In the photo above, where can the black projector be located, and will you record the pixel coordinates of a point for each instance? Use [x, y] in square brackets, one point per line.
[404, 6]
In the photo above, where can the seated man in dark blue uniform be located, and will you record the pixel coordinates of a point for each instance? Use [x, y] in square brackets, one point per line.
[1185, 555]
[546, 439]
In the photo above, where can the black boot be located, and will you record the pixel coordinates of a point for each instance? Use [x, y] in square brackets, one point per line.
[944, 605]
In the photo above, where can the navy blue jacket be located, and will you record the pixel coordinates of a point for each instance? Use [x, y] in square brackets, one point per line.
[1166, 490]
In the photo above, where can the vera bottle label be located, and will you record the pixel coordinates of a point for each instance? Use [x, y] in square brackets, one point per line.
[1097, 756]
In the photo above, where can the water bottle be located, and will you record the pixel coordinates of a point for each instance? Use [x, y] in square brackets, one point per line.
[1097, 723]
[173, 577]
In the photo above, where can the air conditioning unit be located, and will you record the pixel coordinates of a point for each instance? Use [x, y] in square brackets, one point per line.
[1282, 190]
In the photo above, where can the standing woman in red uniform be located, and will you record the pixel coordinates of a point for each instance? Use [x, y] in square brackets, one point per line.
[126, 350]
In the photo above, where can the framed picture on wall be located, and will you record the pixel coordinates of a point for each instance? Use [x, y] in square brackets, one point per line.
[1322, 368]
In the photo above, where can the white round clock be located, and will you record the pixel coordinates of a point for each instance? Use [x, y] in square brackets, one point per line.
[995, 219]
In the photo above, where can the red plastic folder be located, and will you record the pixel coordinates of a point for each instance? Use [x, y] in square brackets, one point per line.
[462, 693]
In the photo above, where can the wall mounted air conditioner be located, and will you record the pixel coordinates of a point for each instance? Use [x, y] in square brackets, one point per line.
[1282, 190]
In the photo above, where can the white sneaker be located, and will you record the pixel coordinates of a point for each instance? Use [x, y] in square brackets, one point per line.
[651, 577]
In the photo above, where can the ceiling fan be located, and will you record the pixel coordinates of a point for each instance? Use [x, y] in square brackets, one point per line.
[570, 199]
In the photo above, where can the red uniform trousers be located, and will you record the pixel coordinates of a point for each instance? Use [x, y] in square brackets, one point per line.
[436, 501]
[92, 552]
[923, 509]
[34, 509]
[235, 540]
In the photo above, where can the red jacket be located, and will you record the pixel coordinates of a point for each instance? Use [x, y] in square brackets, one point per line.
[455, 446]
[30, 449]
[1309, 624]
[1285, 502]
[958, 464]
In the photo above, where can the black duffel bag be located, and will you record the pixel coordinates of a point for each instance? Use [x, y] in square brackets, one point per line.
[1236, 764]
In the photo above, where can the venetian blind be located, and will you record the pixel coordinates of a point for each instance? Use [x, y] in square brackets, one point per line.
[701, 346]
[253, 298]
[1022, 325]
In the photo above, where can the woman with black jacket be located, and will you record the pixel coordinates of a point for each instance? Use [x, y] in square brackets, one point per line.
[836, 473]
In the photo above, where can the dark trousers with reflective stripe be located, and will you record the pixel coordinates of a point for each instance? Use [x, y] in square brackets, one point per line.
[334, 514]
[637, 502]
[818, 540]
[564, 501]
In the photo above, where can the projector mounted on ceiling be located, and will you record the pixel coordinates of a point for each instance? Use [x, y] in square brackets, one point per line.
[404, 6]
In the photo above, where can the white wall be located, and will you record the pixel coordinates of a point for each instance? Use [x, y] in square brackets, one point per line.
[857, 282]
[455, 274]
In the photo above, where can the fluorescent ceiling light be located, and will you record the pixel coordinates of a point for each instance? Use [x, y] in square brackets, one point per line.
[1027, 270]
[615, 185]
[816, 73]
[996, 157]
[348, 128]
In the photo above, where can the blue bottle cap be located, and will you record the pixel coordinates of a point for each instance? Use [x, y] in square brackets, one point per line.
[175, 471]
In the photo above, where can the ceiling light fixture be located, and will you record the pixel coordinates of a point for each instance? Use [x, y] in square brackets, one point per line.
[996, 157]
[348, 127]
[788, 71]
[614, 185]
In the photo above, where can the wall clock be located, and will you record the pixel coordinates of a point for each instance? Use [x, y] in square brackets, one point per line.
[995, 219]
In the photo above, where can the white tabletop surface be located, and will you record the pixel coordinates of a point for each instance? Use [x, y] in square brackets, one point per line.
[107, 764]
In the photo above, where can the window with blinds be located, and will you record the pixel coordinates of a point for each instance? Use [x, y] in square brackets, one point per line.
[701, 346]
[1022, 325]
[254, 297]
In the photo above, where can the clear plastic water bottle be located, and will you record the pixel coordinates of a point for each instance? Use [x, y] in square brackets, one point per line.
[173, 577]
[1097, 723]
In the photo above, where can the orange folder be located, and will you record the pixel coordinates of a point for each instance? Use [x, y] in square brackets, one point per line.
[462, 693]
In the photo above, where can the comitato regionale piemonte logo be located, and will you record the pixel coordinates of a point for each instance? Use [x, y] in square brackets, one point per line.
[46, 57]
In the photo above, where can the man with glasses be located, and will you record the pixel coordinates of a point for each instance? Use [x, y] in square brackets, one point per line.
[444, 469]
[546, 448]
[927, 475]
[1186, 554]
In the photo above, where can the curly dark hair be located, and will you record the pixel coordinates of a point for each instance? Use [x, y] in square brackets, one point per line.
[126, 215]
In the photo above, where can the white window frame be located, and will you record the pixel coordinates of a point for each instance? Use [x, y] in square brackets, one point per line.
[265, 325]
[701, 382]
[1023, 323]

--

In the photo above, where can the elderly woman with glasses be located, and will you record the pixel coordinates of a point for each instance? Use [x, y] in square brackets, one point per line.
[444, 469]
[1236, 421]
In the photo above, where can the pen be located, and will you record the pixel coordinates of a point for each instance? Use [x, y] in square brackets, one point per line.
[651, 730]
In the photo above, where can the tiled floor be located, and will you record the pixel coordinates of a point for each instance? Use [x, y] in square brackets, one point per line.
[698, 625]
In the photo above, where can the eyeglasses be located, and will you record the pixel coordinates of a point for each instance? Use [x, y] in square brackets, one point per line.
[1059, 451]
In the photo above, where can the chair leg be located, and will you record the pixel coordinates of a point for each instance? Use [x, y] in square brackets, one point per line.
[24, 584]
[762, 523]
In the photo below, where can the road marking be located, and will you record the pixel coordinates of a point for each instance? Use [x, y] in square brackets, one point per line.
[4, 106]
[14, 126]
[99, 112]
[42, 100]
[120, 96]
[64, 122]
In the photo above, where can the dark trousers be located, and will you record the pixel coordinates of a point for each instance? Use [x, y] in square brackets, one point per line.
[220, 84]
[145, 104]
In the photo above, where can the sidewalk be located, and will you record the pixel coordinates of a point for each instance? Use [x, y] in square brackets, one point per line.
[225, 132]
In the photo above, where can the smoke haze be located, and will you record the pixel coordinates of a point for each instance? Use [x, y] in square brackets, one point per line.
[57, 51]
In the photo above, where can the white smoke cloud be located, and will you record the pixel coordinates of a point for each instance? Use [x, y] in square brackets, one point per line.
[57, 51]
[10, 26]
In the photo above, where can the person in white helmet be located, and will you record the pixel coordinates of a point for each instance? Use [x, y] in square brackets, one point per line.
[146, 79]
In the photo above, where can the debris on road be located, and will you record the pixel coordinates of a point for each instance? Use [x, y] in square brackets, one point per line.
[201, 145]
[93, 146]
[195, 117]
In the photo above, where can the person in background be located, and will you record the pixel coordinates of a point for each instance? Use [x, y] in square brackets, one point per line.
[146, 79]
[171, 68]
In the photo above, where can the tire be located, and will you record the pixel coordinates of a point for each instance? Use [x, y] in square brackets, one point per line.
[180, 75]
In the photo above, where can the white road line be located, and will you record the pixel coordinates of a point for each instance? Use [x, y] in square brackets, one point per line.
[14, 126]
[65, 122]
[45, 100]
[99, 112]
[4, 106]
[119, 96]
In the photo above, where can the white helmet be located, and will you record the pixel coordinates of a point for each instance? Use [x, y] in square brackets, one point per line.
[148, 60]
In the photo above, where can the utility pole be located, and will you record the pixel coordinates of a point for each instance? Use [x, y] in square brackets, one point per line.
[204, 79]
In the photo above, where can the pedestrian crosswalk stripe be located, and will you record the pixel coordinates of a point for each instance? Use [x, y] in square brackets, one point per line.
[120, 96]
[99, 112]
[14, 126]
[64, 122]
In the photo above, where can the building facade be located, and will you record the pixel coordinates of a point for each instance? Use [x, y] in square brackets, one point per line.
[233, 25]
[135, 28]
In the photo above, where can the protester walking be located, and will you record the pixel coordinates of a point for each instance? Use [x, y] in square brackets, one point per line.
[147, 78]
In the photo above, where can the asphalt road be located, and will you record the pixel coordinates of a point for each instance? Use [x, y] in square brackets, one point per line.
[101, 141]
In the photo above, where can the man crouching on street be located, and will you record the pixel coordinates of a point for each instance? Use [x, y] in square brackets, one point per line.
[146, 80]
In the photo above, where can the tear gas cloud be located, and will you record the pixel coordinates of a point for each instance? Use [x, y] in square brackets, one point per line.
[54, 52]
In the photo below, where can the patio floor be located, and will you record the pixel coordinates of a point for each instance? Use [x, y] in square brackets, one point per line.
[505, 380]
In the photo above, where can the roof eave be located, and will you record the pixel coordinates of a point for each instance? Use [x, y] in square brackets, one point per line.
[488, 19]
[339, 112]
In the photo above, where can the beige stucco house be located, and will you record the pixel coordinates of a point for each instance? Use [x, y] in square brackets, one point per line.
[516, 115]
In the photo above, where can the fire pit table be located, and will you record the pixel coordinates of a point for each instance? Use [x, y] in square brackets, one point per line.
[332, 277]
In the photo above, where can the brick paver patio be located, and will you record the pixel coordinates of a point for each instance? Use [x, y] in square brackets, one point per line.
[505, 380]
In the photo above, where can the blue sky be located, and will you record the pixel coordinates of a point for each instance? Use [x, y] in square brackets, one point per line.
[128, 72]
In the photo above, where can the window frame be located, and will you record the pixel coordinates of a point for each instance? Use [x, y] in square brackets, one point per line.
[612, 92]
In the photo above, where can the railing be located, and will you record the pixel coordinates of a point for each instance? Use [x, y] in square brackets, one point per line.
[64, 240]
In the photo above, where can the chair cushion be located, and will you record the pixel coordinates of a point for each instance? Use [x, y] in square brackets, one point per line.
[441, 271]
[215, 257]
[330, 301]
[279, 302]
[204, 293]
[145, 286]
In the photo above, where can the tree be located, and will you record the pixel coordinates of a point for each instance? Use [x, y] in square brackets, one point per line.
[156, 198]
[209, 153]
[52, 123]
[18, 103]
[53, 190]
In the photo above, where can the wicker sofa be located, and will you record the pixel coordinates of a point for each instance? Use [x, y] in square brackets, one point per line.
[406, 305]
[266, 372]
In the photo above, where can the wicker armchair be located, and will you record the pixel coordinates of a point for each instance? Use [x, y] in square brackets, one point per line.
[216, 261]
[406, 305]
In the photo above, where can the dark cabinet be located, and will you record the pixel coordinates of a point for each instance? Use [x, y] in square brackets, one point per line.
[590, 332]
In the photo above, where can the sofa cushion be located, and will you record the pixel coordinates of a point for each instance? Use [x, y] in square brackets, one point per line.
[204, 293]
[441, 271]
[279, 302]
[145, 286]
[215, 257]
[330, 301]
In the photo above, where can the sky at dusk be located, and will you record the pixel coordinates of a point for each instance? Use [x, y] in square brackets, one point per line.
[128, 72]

- _Required work_:
Reproduce word for word the rows above, starting at the line containing "In the photo above, where can the navy" and ending at the line containing "[1166, 490]", with both of those lines included.

- _Result below_:
In the photo above, where can the navy blue jacket be located, and will you record the pixel coordinates of a point for each instance? Use [x, y] in square brackets, one point per line.
[1166, 490]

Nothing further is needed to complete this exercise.